▶ [Instructions for the task] Among the entries that follow, some lines contain the word "tight". Show all of them.

Content starts

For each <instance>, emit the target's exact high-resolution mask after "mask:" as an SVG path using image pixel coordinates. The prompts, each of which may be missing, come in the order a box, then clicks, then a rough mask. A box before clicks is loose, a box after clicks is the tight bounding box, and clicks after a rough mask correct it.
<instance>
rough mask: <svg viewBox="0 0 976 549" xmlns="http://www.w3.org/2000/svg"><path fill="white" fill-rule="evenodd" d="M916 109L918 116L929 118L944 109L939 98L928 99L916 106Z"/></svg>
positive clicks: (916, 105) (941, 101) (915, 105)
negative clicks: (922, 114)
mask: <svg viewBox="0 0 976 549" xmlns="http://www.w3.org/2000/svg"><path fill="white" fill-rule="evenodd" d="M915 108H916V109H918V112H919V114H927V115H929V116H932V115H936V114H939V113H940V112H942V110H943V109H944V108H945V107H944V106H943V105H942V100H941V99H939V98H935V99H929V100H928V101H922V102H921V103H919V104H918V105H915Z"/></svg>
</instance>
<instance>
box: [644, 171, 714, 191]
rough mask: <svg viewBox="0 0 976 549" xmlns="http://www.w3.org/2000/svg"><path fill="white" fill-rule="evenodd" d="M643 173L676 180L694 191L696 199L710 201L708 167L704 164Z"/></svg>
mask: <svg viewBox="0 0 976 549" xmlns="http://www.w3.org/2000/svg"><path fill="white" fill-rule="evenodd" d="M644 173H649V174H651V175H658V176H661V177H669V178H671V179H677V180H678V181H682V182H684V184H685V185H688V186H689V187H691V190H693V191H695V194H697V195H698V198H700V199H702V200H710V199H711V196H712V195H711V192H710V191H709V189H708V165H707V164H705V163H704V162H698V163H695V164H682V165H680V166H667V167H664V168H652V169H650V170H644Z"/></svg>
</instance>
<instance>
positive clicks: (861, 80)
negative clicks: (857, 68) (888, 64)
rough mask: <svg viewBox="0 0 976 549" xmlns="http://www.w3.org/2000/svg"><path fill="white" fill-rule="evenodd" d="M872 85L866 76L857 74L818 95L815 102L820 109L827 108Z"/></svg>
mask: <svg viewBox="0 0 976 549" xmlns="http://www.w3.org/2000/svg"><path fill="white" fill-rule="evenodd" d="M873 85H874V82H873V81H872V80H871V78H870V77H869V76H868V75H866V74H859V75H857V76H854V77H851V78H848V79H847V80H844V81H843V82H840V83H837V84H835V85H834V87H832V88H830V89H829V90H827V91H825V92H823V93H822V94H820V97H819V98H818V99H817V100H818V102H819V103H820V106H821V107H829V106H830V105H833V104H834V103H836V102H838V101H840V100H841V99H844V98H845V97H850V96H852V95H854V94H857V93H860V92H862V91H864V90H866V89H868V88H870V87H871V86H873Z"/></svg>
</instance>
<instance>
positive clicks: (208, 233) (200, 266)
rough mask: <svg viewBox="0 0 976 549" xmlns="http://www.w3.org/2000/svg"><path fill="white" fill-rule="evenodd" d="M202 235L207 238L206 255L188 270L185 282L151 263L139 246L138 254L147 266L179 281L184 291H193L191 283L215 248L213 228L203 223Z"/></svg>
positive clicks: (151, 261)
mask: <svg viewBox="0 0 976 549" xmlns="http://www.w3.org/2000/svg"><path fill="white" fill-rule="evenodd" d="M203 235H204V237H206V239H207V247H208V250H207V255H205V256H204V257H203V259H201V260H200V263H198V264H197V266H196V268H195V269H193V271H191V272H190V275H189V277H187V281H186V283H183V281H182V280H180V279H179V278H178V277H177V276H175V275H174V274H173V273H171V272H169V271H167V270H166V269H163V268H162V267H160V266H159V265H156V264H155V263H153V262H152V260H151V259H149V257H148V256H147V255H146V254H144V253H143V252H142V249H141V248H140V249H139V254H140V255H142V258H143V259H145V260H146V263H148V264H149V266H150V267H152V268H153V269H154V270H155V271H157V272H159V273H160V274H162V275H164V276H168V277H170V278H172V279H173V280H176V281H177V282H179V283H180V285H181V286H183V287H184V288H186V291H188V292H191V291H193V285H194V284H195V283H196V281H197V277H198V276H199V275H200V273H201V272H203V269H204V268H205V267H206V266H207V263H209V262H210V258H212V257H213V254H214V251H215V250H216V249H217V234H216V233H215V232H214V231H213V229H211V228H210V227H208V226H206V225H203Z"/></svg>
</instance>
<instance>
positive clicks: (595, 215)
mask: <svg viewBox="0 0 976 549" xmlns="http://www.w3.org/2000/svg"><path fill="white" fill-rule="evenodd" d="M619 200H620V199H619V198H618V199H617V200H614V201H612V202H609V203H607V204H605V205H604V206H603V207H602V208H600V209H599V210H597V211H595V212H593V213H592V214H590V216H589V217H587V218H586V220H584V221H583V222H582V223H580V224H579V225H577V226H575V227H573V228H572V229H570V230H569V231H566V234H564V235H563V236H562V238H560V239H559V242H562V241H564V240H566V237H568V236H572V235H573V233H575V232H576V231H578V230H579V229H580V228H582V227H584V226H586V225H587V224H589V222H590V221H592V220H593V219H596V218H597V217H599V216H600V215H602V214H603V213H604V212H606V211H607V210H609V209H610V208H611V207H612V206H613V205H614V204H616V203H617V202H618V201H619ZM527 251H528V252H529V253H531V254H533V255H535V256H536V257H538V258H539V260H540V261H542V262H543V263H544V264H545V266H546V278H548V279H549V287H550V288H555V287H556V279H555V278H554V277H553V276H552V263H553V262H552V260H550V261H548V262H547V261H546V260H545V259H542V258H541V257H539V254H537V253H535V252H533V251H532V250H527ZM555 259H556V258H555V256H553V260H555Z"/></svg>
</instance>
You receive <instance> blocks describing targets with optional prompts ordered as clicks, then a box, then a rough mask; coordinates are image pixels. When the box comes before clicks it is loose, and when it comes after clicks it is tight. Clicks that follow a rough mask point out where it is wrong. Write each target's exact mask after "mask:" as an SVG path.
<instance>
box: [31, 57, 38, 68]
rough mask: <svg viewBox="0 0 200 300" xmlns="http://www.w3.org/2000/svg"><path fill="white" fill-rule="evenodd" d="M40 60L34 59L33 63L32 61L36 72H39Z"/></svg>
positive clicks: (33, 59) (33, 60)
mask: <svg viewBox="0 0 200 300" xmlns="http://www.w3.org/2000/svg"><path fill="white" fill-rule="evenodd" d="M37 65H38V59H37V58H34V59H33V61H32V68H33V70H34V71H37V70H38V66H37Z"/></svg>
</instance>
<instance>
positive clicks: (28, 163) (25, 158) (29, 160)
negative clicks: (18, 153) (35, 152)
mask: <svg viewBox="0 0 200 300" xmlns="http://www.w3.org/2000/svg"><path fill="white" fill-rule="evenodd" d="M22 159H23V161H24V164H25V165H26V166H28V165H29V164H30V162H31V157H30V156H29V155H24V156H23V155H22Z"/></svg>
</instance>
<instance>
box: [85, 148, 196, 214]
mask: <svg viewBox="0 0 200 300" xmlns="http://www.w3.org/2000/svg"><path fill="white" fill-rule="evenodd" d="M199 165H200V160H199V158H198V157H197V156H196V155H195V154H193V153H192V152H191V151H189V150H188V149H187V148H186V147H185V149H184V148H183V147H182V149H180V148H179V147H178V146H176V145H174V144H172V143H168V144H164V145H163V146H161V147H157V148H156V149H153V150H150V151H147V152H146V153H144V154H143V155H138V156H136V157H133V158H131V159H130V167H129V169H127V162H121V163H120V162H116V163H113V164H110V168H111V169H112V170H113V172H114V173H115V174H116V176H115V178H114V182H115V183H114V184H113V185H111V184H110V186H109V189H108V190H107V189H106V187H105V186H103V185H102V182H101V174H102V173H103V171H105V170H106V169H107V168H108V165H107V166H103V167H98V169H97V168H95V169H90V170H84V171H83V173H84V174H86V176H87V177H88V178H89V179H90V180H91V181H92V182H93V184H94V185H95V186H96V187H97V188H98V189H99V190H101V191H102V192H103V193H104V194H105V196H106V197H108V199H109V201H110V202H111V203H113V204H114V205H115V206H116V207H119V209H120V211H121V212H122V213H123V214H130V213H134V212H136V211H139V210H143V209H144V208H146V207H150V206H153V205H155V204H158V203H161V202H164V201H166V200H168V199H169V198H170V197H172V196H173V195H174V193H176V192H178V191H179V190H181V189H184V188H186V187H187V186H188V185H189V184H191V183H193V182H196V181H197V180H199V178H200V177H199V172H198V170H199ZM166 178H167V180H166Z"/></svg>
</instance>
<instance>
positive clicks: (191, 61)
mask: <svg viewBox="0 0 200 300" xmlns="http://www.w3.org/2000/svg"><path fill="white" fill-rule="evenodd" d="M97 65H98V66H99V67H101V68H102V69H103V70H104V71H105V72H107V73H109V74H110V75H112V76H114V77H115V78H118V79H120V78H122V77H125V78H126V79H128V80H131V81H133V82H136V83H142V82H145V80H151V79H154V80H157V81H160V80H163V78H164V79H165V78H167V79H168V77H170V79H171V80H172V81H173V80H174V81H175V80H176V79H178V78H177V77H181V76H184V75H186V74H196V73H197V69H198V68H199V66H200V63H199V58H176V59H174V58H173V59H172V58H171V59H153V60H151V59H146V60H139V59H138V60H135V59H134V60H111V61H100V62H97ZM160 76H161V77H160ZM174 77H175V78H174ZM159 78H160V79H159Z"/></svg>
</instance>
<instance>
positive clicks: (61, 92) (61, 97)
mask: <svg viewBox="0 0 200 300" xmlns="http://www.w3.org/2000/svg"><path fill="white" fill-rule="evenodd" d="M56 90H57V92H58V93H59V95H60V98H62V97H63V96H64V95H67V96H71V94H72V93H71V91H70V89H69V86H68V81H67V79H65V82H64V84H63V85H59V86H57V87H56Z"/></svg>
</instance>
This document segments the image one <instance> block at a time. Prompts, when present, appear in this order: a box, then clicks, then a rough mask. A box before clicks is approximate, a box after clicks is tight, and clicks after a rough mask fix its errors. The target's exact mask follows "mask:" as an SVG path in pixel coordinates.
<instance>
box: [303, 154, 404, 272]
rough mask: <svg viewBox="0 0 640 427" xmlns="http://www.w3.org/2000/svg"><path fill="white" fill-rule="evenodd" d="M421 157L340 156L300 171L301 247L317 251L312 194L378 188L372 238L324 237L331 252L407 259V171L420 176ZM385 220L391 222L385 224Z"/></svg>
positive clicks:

Content ends

▶ [Solved problem]
For each <instance>, emit the target's exact high-resolution mask after "mask:" as an SVG path using image pixel coordinates. The prompts, each of which may be missing, come in the order a box, then clicks, then a rough mask. A box before clicks is loose, a box after clicks is the tight bounding box, and clicks after a rough mask correct it.
You receive <instance> blocks describing targets with optional prompts ordered as clicks, then a box, then a rough mask; coordinates are image pixels. When the box comes before clicks it is loose, and when it comes after clicks it is tight. Clicks that follow a rough mask point out where it is wrong. Write each target's exact mask after "mask:" as an SVG path.
This document segments the image one <instance> block at a time. Prompts, when present, appear in this order: a box, then clicks, then a rough mask. A box before clicks is approximate, a box after clicks is tight, and clicks after a rough mask fix its errors. The target's exact mask follows "mask:" as an SVG path in pixel coordinates.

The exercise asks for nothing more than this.